** Opening Excerpt to read block **

Machine learning with AWS
A CTO's notes from implementing machine learning using AWS ML services.
If you've ever attended an ML conference, or seen an ML session, you'll likely hear the statement:
"If you're not doing Machine Learning now, you'll be left behind".
This is especially true if you are in the business of delivering unique insights and data to your customers that allow them to take informed and decisive actions based on multitudes of data at scale.
At K-Safe, we use machine learning in order to understand the reasons why incidents happen across a wide variety of activities such as cycling, running or even riding an electric scooter, with the goal of offering the most accurate incident detection in the industry and possible prevention strategies too.
A typical workflow for machine learning includes the following steps:
- Data preparation
- Build your ML model
- Train and tune your model
- Deploy and manage your model
One of the biggest pieces of advice I can share is to ensure you spend most of your time on step 1 - possibly up to 80% of the project time, as ensuring you have clean, accurate data is the single most important priority for any ML project.

** Closing Excerpt to read block **
** Opening Information given block **

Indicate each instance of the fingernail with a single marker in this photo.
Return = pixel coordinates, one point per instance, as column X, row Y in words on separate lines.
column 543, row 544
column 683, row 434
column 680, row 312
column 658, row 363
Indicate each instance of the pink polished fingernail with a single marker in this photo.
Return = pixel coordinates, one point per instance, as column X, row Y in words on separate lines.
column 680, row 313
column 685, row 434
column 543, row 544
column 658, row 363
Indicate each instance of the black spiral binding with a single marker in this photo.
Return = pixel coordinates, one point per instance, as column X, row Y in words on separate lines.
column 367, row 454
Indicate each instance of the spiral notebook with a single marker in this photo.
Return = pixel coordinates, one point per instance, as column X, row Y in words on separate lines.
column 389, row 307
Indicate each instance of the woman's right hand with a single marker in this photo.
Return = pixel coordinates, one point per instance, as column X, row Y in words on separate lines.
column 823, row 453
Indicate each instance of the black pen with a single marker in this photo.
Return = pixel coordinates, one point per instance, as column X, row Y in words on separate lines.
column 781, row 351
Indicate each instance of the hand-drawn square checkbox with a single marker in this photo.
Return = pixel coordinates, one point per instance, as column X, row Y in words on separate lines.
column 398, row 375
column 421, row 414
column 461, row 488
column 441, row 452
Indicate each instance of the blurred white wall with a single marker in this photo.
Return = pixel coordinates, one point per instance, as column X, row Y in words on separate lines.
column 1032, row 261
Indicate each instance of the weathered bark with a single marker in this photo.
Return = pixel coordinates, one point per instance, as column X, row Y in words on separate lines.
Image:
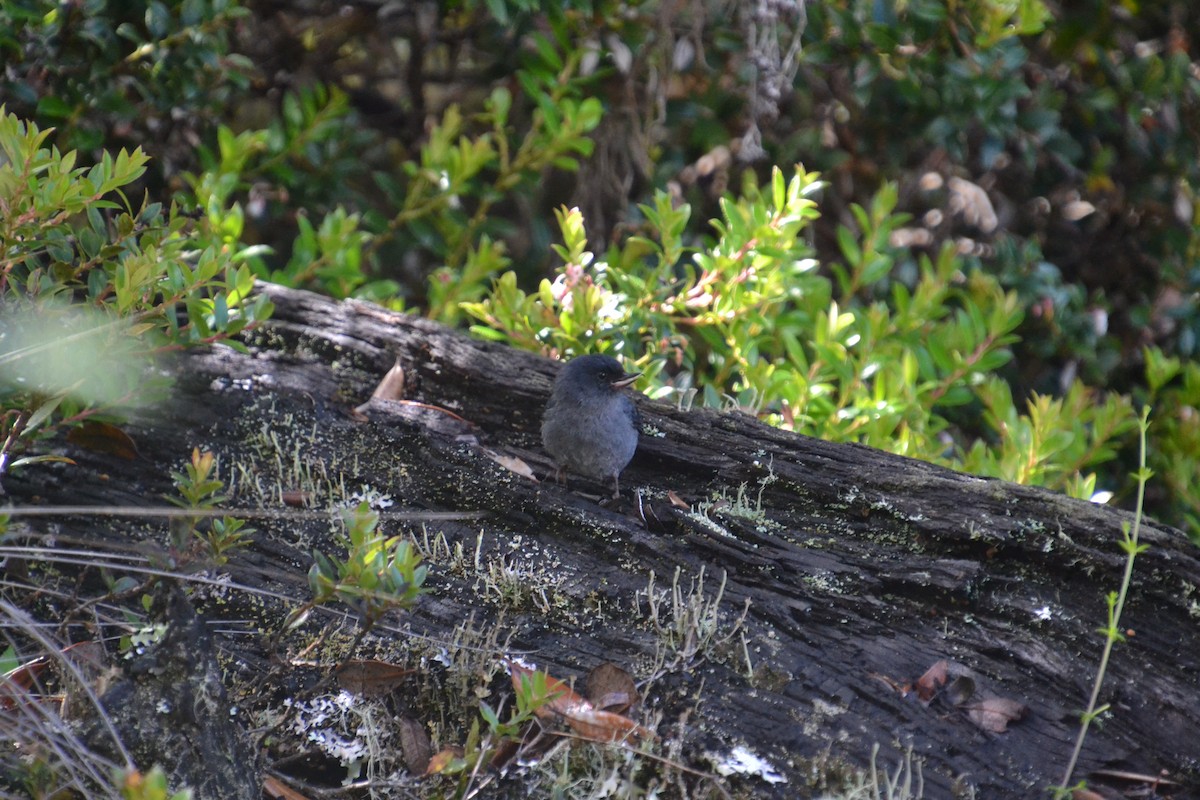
column 858, row 566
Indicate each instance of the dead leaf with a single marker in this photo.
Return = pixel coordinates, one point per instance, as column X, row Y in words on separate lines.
column 393, row 384
column 513, row 464
column 371, row 678
column 995, row 713
column 1132, row 777
column 611, row 689
column 565, row 705
column 894, row 685
column 103, row 438
column 933, row 680
column 443, row 759
column 973, row 204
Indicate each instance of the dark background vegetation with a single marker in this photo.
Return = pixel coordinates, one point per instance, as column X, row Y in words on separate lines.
column 1054, row 148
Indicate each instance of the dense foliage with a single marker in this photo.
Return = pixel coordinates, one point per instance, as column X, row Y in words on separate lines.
column 988, row 258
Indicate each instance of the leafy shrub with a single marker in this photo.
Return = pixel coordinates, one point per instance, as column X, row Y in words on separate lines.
column 93, row 287
column 750, row 320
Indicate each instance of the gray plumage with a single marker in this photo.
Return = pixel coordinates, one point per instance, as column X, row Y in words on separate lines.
column 591, row 426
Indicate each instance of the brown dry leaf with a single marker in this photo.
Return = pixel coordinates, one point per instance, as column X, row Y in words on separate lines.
column 568, row 707
column 894, row 685
column 103, row 438
column 442, row 759
column 393, row 384
column 371, row 678
column 611, row 689
column 414, row 744
column 1132, row 777
column 933, row 680
column 995, row 713
column 604, row 726
column 513, row 464
column 276, row 789
column 973, row 204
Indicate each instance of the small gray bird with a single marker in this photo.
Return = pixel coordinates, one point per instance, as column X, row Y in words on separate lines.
column 591, row 427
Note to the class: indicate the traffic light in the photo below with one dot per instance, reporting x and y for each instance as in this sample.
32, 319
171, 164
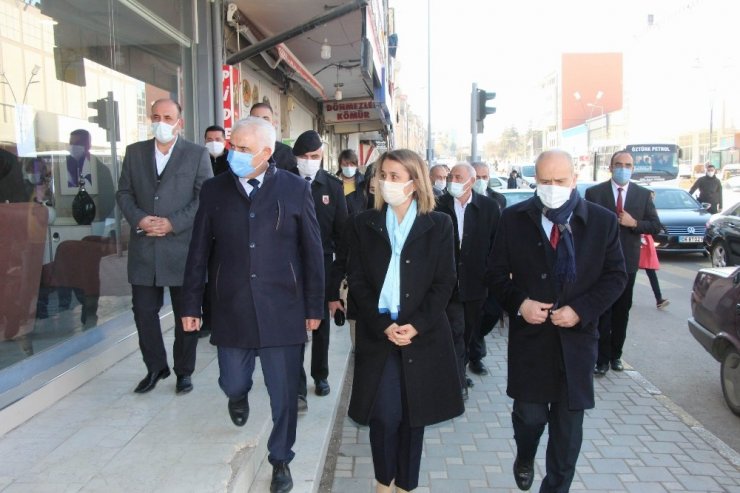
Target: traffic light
483, 110
102, 106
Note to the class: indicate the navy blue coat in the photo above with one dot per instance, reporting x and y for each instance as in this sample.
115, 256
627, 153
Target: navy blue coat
263, 257
542, 357
427, 279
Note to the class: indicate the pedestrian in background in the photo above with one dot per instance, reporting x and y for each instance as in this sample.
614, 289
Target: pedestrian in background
331, 212
555, 266
636, 215
257, 238
401, 274
649, 262
710, 190
474, 218
158, 195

** Closing Information given block **

● Study questions:
**a.** In the notes on machine learning with AWS:
(i) Which activities does K-Safe name when describing the incidents it uses machine learning to understand?
(ii) What is the third step in the typical machine learning workflow?
(iii) Which workflow step should take most of the project time, and up to what share?
**b.** Could you carry on the notes on machine learning with AWS, starting after their final sentence?
The records were taken from a separate source.

● Results of the exercise:
**a.**
(i) Cycling, running and riding an electric scooter.
(ii) Train and tune your model.
(iii) Step 1, data preparation, which should take up to 80% of the project time.

**b.**
"Shit data IN = Shit data OUT"
There are numerous tools for ensuring you are formatting, labelling and validating your data correctly, perhaps I'll even dedicate an entire future post to it. I find AWS Glue particularly good for processing the formatting the data as required into a staging S3 bucket, ready for building and training the ML model.
Once you have your data, and in the case of AWS you'll most likely host this data in an S3 bucket, you'll want to fire up AWS Sagemaker.
Sagemaker takes steps 2 & 3 and automates them with a feature called Autopilot. It's great for teams that are resource contrained or looking to get to market as fast as possible. Sagemaker will try multiple different algorithms and report back on the success and confidence that it has on each ones accuracy. It refers to these runs as experiements.
One you are happy that AWS Sagemaker has determined an accurate model, it's time to put it to the test.
Finally, step 4 - deploying and managing your model is continuous. You'll want to ensure that your model keeps providing the correct information and doesn't start to drift or gain bias away from the original intention. Just look at what happened to Microsoft's "Tay" chatbot (https://www.huffingtonpost.co.uk/entry/microsoft-tay-racist-tweets_n_56f3e678e4b04c4c37615502).
So, that's it for this introductory post about ML in AWS - a high-level whistlestop tour of the steps and service mappings to get you started.